▶ AIM OF THE EXERCISE
Reproduce every one of the records below without changing a single character.

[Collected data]
________________

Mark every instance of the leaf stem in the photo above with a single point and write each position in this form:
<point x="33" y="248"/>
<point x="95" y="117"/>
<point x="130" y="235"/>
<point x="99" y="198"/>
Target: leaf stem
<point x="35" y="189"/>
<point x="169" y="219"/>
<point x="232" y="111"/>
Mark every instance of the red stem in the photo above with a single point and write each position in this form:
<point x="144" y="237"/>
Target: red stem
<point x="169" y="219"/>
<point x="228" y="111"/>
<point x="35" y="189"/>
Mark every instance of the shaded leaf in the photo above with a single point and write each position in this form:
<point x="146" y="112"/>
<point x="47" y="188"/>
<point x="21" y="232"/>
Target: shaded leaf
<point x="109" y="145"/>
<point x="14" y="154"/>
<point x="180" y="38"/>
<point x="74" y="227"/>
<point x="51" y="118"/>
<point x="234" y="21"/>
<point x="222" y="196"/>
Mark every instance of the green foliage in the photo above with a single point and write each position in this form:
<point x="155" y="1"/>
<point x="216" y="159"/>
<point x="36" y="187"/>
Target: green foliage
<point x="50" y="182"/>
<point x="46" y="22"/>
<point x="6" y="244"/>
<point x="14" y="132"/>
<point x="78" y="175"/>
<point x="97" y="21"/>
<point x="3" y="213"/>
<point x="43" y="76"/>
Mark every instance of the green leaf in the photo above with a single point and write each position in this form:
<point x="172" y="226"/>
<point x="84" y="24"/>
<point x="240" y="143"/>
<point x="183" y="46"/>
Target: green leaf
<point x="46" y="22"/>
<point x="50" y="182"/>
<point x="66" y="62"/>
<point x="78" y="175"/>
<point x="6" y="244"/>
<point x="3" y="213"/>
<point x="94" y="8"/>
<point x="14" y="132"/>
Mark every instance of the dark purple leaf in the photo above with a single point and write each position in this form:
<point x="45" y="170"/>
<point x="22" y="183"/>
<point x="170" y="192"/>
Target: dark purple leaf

________________

▶ EXERCISE RESULT
Mark every instance of the leaf stem in the photo above with a single point and write each position in this form:
<point x="33" y="248"/>
<point x="95" y="117"/>
<point x="130" y="235"/>
<point x="99" y="198"/>
Target: leaf stem
<point x="35" y="189"/>
<point x="169" y="219"/>
<point x="232" y="111"/>
Mark every instance of the red stem in the photo above with a single point and write each position in this form:
<point x="144" y="237"/>
Target: red stem
<point x="169" y="219"/>
<point x="228" y="111"/>
<point x="35" y="189"/>
Mark every instance of the shaded leaf in the photo above with a single point and write each position in this form:
<point x="146" y="112"/>
<point x="47" y="188"/>
<point x="21" y="232"/>
Target: shaded leaf
<point x="109" y="145"/>
<point x="14" y="154"/>
<point x="180" y="38"/>
<point x="74" y="227"/>
<point x="51" y="118"/>
<point x="234" y="21"/>
<point x="222" y="196"/>
Mark every instance of the green foliage in the photo above with a single point and write each position in this form:
<point x="155" y="1"/>
<point x="216" y="159"/>
<point x="36" y="187"/>
Target: green foliage
<point x="50" y="182"/>
<point x="46" y="22"/>
<point x="6" y="244"/>
<point x="14" y="132"/>
<point x="78" y="175"/>
<point x="97" y="21"/>
<point x="3" y="213"/>
<point x="43" y="76"/>
Mark every instance of the green leaf in the photo above with a single point and write each position in this form:
<point x="172" y="226"/>
<point x="84" y="24"/>
<point x="240" y="143"/>
<point x="183" y="46"/>
Target: green leaf
<point x="46" y="22"/>
<point x="50" y="182"/>
<point x="66" y="62"/>
<point x="78" y="175"/>
<point x="6" y="244"/>
<point x="3" y="213"/>
<point x="94" y="8"/>
<point x="14" y="132"/>
Mark every instance of the dark purple leaf in the photo above with a single point and write each position in this form:
<point x="45" y="170"/>
<point x="22" y="183"/>
<point x="170" y="192"/>
Target: dark purple leaf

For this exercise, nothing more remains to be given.